[Stored data entries]
= = =

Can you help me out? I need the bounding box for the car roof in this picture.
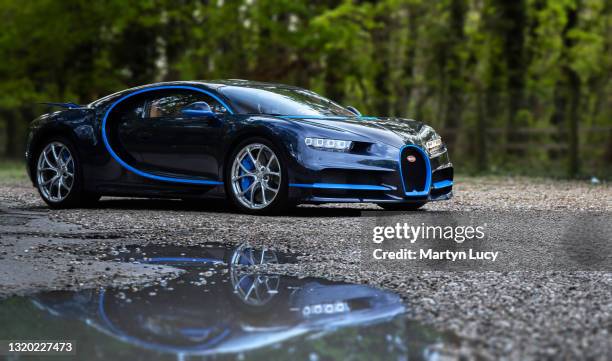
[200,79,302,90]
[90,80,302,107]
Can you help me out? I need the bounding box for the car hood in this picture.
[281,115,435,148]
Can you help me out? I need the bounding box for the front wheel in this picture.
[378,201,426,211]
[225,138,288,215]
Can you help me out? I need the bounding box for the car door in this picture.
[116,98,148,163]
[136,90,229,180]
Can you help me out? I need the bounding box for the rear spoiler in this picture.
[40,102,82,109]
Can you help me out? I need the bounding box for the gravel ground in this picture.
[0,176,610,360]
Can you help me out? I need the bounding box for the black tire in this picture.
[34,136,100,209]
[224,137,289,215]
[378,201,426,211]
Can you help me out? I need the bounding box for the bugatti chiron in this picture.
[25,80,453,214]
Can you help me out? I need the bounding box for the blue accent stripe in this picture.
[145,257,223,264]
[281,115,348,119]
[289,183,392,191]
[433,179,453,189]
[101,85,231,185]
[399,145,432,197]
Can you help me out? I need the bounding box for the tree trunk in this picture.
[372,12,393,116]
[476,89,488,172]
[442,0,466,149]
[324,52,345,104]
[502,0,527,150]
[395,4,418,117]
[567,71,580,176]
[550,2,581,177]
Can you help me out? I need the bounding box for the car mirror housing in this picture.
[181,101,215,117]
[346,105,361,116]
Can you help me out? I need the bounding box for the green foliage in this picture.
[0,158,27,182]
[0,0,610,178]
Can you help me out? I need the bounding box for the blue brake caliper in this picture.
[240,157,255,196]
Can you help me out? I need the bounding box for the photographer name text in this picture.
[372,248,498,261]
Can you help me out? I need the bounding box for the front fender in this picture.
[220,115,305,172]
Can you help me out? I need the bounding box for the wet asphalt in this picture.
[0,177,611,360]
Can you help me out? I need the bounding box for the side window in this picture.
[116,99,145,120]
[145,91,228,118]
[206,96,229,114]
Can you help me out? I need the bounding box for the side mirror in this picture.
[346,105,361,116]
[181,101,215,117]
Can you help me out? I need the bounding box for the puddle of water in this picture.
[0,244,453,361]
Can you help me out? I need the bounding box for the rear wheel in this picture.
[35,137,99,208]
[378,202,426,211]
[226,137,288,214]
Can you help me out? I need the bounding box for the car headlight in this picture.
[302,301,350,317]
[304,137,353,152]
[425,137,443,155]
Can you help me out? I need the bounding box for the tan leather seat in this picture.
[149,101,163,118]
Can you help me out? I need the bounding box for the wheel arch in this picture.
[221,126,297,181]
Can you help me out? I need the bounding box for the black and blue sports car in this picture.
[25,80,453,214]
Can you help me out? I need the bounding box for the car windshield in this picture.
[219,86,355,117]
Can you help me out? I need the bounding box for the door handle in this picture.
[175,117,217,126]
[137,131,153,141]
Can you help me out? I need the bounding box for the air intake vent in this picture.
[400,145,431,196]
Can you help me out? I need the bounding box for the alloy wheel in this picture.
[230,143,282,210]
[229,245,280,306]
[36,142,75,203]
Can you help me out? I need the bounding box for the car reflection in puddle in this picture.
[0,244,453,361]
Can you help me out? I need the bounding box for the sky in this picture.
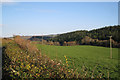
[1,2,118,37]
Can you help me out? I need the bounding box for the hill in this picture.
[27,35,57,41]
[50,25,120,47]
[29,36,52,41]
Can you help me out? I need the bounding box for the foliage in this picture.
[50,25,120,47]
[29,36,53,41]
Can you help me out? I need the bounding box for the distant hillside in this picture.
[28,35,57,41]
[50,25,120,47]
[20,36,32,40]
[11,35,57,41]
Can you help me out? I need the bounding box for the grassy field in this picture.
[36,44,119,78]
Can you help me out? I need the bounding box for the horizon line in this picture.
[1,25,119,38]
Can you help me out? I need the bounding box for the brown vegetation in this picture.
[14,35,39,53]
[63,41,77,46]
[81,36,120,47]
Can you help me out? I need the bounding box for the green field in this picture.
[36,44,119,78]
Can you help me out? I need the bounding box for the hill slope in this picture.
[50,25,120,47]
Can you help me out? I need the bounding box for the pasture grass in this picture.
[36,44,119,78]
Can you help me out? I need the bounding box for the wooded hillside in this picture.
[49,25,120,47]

= = =

# Exercise brief:
The data above must be given back verbatim, minus its images.

# Written response:
Can you help me out? I need the bounding box for the car roof in this picture.
[200,79,302,90]
[90,80,302,107]
Can you help me out? I need the bounding box for the car hood in this picture.
[281,115,435,148]
Can you help me out? I need the bounding box for the front wheel in this picture.
[378,201,426,211]
[225,138,288,215]
Can you help me out? I need the bounding box for the car door in this picture.
[116,98,148,163]
[136,90,229,180]
Can you help me out? I need the bounding box for the rear spoiler in this picture.
[40,102,82,109]
Can you help me out? I need the bounding box for the gravel ground in this picture.
[0,176,610,360]
Can you help me out? I need the bounding box for the black tire in this picture.
[34,136,100,209]
[224,137,289,215]
[378,201,426,211]
Can you help me out? I need the bounding box for the bugatti chiron in this picture.
[25,80,453,214]
Can you help me out? I need the bounding box for the blue accent stripe in this picture.
[145,257,223,264]
[281,115,348,119]
[289,183,392,191]
[433,179,453,189]
[101,85,231,185]
[399,145,432,197]
Can you help me out? I need the bounding box for the tree trunk in this picture.
[372,12,393,116]
[476,89,488,172]
[442,0,466,149]
[324,52,345,104]
[502,0,527,150]
[395,4,418,117]
[567,71,580,176]
[550,2,581,177]
Can you help me out? I need the bounding box for the car mirror housing in this picture.
[181,101,215,117]
[346,105,361,116]
Can you help me out? I need the bounding box for the green foliage in this picture.
[0,158,27,182]
[0,0,610,178]
Can you help me out? I need the bounding box for the blue brake caliper in this picture.
[240,157,255,196]
Can you help me out? I need the bounding box for the photographer name text in this picture.
[372,248,498,261]
Can you help me out? I need the bounding box for the front fender in this picture.
[220,115,305,172]
Can you help me out? I need the bounding box for the wet asphalt in this picture.
[0,177,611,360]
Can you help me out? I need the bounding box for the side window in this picture.
[116,99,145,120]
[145,91,228,118]
[206,96,229,114]
Can you help me out? I need the bounding box for the side mirror in this picture.
[346,105,361,116]
[181,101,215,117]
Can you help me out? I need the bounding box for the puddle of water in this picture.
[0,244,453,361]
Can you help me out? I need the bounding box for the rear wheel in this picture.
[35,137,99,208]
[378,202,426,211]
[226,137,288,214]
Can you help me out? I need the bounding box for the car headlight in this picture.
[302,301,350,317]
[304,137,353,152]
[425,137,443,155]
Can you help me out? I need the bounding box for the tan leather seat in this picture.
[149,101,163,118]
Can you help me out? I need the bounding box for the wheel arch in this picture.
[221,126,297,181]
Can you help me out? I need the bounding box for the black and blue sports car in this picture.
[25,80,453,214]
Can you help me out? I need the bounding box for the car windshield in this picture.
[219,86,355,117]
Can you help me out? I need the bounding box for the door handle in this picture.
[175,117,217,126]
[137,131,153,141]
Can you help me out? I need the bounding box for the air intake vent in this picture.
[400,145,431,196]
Can you help me out? I need the bounding box for the alloy wheel in this picture.
[230,143,282,210]
[229,245,280,306]
[36,142,75,203]
Can you help me out? I need the bounding box for the car reflection in puddle in this picture.
[0,244,453,361]
Can you help me out? I need the bounding box for the sky in this picture.
[1,2,118,37]
Can you help me out? I need the bounding box for the hill in this picture.
[27,35,57,41]
[50,25,120,47]
[29,36,52,41]
Can you help me out? I need the bounding box for the foliage in this picture.
[50,25,120,47]
[29,36,53,41]
Can you help me out? I need the bounding box for the distant hillside in this picture.
[28,35,57,41]
[50,25,120,47]
[20,36,32,40]
[11,35,57,41]
Can you help me out? I need the bounding box for the grassy field in this picture.
[36,44,119,78]
Can you help me out? I need the bounding box for the horizon line in this picture.
[1,25,119,38]
Can you help me out? I need the bounding box for the brown vegetation in this picture.
[14,35,39,53]
[63,41,77,46]
[81,36,120,47]
Can you help me out? I need the bounding box for the green field in this picture.
[36,44,119,78]
Can you help me out? I need the bounding box for the hill slope in this picture.
[50,25,120,47]
Can you help me out? I need the bounding box for the pasture grass in this picture.
[36,44,119,78]
Can you help me out? I need the bounding box for the wooded hillside in this picture.
[49,25,120,47]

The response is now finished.